--- Source text ---
┌──

Huon: I mean, I think that when I first came across, like, vaguely utilitarian ideas as a 15 year old, it just immediately I was like, oh, yeah, that one. It's like we were reading a sort of book of, like, a potted history of philosophy in English, and we got to the chapter on Epicurus, and it's like, pleasure is good, pain is bad. And I was like, oh, yeah, forget all this other noise. This one. So this is really not my personal story. I think maybe the real answer here is that something like virtue ethics is the right answer. I think in terms of how I actually go about my day, a lot of the time, I'm much more motivated by try and be kind, try and be honest. Yeah. I think that you actually can do most of your life very well using these kinds of heuristics. And I'm very poor at doing the utilitarian calculus for whether I should open the door for somebody when they're a step behind me, you just don't need to do that. The place where I think the utilitarian calculus really gives you a huge edge is in certain, like, more clear cut cases where it's like, oh, we're trying to decide where to donate to. And for some of these decisions, you can make really clear comparisons, and you get orders of magnitude difference, and it's pretty straightforward in that case.
Bella: I don't think I ever enjoyed the virtue ethics framing just because I think there's a slightly, really overly prescriptive part of me that is like, but what are the virtues? But tell me the list of the virtues and what they mean. But define them. But define them well. Define them clearly. I just can't get over that or anything. I think I definitely couldn't as a teenager.
Conor: It is the vibeiest.
Bella: Yeah. And I'm like, I don't want vibes. I want answers, dammit.

└──

--- Excerpted records ---
┌──

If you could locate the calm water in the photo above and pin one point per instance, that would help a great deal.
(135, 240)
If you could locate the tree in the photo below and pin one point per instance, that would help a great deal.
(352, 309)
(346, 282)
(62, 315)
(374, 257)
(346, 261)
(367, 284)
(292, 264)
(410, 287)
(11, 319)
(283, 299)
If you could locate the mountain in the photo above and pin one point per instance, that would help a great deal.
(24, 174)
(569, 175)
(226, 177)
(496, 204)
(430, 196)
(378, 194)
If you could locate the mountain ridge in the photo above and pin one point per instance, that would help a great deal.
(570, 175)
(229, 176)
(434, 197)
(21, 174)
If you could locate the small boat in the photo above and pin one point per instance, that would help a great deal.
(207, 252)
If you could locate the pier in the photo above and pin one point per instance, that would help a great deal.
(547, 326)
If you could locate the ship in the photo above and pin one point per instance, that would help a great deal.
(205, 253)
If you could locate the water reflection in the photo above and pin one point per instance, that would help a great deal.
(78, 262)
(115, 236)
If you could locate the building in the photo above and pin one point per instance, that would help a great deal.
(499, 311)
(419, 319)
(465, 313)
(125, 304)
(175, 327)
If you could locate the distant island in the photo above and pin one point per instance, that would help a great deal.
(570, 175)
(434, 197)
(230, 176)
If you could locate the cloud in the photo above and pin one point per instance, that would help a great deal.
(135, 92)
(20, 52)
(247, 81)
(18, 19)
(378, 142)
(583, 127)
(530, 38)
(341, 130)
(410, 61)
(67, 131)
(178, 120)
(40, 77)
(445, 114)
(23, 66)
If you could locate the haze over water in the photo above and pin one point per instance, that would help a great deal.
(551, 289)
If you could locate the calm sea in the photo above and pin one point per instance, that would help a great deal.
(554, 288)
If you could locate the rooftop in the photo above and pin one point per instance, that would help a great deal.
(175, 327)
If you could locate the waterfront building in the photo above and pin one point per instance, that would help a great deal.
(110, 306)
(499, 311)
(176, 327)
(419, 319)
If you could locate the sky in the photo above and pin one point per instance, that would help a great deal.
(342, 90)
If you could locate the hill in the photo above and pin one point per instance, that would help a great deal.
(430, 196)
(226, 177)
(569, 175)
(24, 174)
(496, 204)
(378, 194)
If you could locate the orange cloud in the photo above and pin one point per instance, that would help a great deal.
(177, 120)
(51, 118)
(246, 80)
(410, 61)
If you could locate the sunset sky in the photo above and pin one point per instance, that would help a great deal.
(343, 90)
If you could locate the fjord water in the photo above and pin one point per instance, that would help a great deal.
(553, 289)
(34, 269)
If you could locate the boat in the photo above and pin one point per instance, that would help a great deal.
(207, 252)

└──

--- Task set ---
[1] In the ethics conversation, copy the passage from "Bella: I don't" up to and including "want answers, dammit.", swapping "virtues" for "principles" everywhere it occurs.
[2] Answer these from the ethics conversation:
(a) How old was Huon when he first encountered vaguely utilitarian ideas?
(b) Which philosopher's chapter was he reading when those ideas clicked?
(c) What does Bella say she wants instead of vibes?
[3] According to the ethics conversation, why has Bella never enjoyed the virtue ethics framing?

--- Expected results ---
[1]
Bella: I don't think I ever enjoyed the virtue ethics framing just because I think there's a slightly, really overly prescriptive part of me that is like, but what are the principles? But tell me the list of the principles and what they mean. But define them. But define them well. Define them clearly. I just can't get over that or anything. I think I definitely couldn't as a teenager.
Conor: It is the vibeiest.
Bella: Yeah. And I'm like, I don't want vibes. I want answers, dammit.

[2]
(a) 15 years old.
(b) Epicurus.
(c) Answers.

[3] She says an overly prescriptive part of her keeps asking what the virtues are. She wants them listed and clearly defined, and she can't get past that.